— Start ENTRIES PROVIDED —

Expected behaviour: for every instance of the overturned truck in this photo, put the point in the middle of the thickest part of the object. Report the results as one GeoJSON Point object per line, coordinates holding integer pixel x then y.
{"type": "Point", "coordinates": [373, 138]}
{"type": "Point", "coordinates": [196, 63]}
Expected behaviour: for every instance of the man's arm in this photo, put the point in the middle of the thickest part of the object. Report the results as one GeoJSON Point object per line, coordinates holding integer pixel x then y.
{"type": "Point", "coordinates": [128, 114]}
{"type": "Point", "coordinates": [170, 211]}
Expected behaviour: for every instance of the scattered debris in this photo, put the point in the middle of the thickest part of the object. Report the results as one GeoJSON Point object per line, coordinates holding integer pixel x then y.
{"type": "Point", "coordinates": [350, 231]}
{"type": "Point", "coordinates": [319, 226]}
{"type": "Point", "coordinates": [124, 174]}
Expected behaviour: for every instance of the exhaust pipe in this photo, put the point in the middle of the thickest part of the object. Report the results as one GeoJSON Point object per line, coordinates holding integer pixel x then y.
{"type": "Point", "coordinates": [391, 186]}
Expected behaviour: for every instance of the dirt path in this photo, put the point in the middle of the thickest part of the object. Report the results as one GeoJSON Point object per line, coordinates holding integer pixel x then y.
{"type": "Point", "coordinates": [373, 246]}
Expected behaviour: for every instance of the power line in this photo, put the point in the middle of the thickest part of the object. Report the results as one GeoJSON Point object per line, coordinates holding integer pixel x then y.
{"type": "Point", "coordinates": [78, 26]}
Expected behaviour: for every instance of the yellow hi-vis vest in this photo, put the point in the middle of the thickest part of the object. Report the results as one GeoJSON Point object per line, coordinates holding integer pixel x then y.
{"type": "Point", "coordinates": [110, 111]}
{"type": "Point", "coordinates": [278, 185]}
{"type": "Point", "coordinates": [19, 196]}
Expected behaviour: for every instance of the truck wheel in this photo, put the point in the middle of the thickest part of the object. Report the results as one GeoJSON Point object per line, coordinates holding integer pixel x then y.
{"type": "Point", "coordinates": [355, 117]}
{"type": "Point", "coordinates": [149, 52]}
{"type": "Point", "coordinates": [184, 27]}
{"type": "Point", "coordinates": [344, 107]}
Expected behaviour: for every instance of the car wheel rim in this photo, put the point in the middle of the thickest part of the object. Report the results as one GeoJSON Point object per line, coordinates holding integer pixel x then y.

— End ENTRIES PROVIDED —

◆ **WHAT YOU WILL DO**
Rewrite all of the lines above, swapping "thickest part" for "widest part" and keeping everything else as it is.

◆ **RIGHT ANSWER**
Expected behaviour: for every instance of the overturned truck in this photo, put the point in the middle of the widest part of the object. Report the results as one GeoJSON Point object per line, coordinates holding integer pixel x then y.
{"type": "Point", "coordinates": [373, 138]}
{"type": "Point", "coordinates": [196, 63]}
Expected behaviour: for every instance of the man's arm in this photo, put the point in the middle of the widest part of the object. Report the results as one GeoJSON Point object per line, coordinates holding integer pixel x then y.
{"type": "Point", "coordinates": [128, 114]}
{"type": "Point", "coordinates": [170, 211]}
Expected behaviour: for every instance of the scattered debris in this photo, put the point in the middle of the widest part of the object. Report the results as one GeoJSON Point object per line, coordinates holding integer pixel x then y.
{"type": "Point", "coordinates": [350, 231]}
{"type": "Point", "coordinates": [319, 226]}
{"type": "Point", "coordinates": [124, 174]}
Expected behaviour: for every instance of the exhaust pipe in this photo, put the point in the middle of the widest part of the object. Report the results as one GeoJSON Point object per line, coordinates holding integer pixel x then y.
{"type": "Point", "coordinates": [391, 186]}
Expected behaviour: for every instance of the dirt path in this photo, put the point in the middle of the widest part of the object. Report the results as one GeoJSON Point object per line, coordinates holding integer pixel x then y.
{"type": "Point", "coordinates": [373, 246]}
Expected behaviour: for every instance of the power line in this photo, put the point in the middle of the widest part of the object. Report the results as one GeoJSON Point object per line, coordinates holding integer pixel x then y.
{"type": "Point", "coordinates": [78, 26]}
Expected behaviour: for every instance of the yellow hi-vis vest in this photo, put the point in the middle of the widest part of the object. Report the results as one GeoJSON Point object per line, coordinates holding integer pixel x then y.
{"type": "Point", "coordinates": [110, 111]}
{"type": "Point", "coordinates": [278, 185]}
{"type": "Point", "coordinates": [19, 196]}
Expected behaviour: for every instance of the truck wheel in this photo, put the point in the middle of the widest part of the object. Report the results as one GeoJSON Point object per line, coordinates holding integer pixel x then y.
{"type": "Point", "coordinates": [355, 117]}
{"type": "Point", "coordinates": [149, 52]}
{"type": "Point", "coordinates": [184, 27]}
{"type": "Point", "coordinates": [344, 107]}
Expected behaviour: for every instance of the car wheel rim in this photo, put the point in the middle of the widest part of the object. Report the results as one GeoJSON Point object per line, coordinates holding integer pixel x then y.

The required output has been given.